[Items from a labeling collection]
(begin)
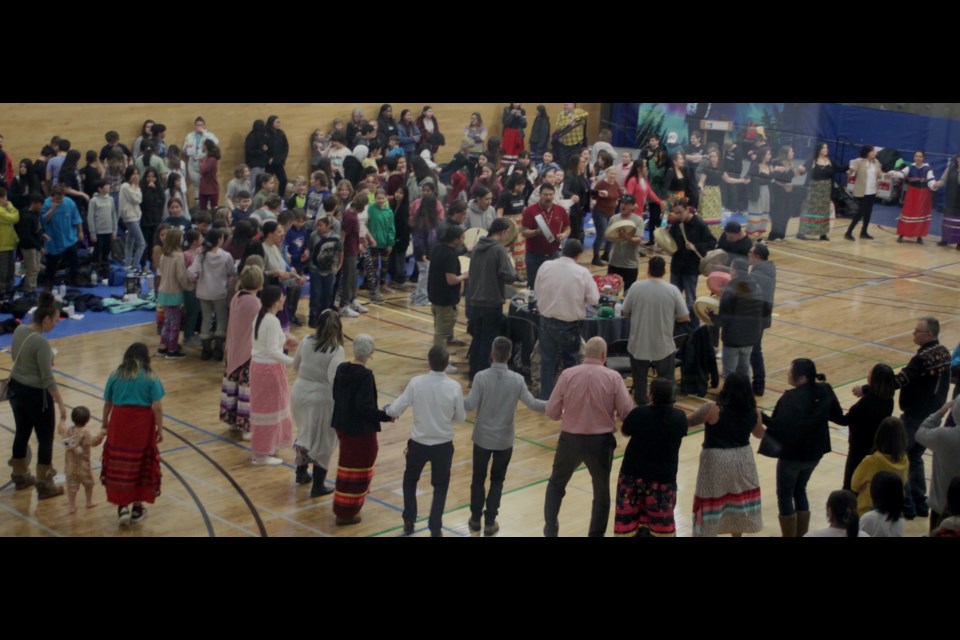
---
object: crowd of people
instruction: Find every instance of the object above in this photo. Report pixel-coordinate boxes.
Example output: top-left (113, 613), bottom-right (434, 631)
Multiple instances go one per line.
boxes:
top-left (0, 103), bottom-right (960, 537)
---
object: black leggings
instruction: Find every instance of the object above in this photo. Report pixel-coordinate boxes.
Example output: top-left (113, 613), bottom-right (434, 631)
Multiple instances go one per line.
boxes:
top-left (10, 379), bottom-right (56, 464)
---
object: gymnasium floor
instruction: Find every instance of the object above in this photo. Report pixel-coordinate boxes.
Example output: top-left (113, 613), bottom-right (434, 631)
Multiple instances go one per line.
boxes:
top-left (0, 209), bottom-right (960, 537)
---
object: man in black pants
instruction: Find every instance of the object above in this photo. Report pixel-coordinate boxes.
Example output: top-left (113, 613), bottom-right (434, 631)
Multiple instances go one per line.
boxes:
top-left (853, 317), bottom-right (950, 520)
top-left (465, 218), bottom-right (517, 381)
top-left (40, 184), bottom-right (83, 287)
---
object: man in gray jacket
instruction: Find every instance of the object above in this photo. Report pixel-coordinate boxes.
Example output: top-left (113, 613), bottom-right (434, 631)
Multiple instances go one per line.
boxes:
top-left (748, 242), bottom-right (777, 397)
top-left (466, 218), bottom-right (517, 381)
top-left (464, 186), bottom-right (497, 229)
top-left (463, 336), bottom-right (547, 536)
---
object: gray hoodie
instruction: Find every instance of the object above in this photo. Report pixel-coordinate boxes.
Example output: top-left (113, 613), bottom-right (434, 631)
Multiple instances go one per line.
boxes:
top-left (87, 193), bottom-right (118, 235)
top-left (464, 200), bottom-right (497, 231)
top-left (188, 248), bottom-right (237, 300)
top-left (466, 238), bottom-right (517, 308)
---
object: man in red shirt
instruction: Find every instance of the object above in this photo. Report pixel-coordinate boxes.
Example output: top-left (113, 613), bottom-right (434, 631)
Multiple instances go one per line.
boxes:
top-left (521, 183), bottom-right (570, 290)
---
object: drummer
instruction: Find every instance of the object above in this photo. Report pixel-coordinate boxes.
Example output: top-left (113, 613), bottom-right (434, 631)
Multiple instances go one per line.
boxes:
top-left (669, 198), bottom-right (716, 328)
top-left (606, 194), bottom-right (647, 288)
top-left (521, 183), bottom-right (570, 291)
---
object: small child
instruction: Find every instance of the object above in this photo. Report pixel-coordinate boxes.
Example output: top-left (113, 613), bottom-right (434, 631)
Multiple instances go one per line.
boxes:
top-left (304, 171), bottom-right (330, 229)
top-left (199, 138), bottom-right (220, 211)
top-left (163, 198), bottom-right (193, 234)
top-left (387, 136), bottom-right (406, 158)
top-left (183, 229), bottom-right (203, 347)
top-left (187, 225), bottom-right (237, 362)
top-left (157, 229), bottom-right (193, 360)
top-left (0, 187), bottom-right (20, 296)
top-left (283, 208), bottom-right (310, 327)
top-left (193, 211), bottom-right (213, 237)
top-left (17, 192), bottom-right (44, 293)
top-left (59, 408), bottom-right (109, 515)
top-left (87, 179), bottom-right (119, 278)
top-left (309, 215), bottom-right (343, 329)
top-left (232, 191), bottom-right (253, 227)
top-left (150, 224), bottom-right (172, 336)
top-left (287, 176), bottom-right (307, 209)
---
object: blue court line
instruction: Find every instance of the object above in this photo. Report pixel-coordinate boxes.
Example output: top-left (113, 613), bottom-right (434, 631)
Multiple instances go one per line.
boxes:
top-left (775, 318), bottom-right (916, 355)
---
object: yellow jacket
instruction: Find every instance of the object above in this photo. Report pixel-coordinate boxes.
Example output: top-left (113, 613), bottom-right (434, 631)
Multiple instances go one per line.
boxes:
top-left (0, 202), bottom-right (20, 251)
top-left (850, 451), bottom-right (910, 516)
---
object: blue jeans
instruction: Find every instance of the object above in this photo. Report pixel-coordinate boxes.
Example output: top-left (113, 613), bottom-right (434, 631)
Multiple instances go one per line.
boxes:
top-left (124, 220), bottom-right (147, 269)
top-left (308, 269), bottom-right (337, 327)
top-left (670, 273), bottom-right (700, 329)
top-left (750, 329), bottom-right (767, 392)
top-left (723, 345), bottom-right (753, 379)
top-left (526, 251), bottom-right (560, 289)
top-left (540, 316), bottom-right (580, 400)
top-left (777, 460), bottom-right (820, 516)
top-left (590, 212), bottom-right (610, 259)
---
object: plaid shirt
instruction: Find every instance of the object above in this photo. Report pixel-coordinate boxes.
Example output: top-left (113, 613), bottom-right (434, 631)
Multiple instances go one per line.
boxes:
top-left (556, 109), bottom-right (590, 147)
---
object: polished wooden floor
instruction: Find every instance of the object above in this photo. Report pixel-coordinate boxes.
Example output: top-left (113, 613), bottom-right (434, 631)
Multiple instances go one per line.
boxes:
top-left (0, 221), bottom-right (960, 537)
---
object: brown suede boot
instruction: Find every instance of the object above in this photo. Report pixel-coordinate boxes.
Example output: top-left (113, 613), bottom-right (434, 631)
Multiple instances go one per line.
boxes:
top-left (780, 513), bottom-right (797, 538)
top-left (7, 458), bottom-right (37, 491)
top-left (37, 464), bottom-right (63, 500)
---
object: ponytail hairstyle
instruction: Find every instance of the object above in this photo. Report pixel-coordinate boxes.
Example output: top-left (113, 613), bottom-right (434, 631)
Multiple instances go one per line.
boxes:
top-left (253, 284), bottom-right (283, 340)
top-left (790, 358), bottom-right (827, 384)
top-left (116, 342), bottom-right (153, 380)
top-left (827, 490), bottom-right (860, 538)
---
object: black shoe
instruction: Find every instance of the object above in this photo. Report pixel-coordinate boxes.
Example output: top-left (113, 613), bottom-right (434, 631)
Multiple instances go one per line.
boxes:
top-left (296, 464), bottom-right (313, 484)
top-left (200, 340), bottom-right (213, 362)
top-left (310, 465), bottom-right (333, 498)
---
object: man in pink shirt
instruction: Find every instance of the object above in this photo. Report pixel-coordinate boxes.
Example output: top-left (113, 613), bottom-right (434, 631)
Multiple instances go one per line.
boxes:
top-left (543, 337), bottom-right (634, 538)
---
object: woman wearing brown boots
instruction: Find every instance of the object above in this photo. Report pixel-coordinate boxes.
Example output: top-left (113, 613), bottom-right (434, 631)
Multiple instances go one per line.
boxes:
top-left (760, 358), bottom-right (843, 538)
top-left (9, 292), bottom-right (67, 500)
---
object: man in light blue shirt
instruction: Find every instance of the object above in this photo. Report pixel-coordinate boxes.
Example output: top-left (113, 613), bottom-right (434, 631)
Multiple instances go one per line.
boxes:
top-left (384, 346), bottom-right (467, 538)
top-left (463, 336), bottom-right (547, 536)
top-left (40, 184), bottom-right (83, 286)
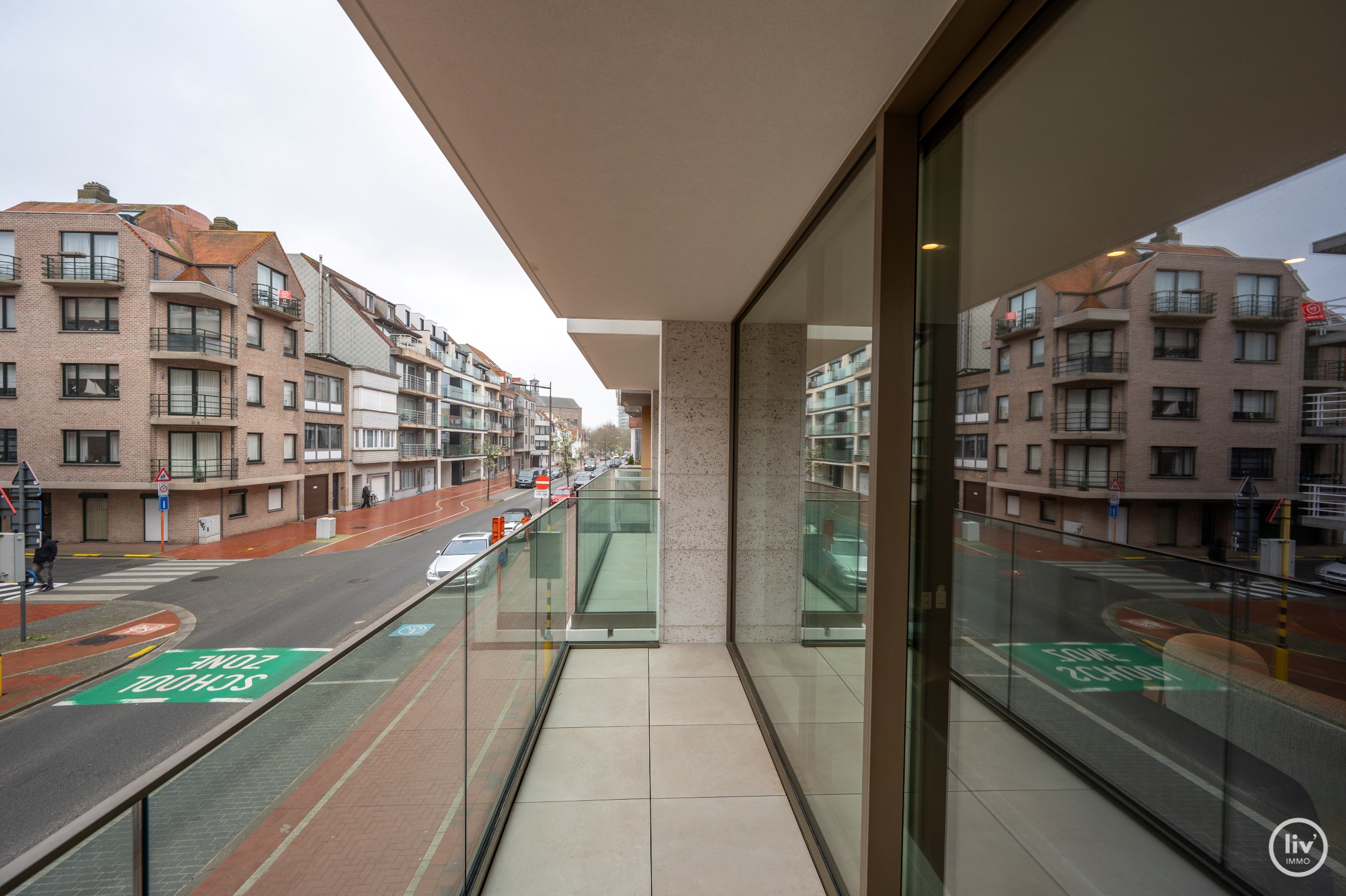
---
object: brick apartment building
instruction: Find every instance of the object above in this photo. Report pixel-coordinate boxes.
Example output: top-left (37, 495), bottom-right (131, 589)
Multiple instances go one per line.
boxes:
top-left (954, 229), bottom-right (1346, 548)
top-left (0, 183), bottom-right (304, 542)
(end)
» Do this:
Locate each line in the data that contains the word "black" and copy those lines out in full.

» Correct answer:
object: black leggings
object: man in black pants
object: black shoe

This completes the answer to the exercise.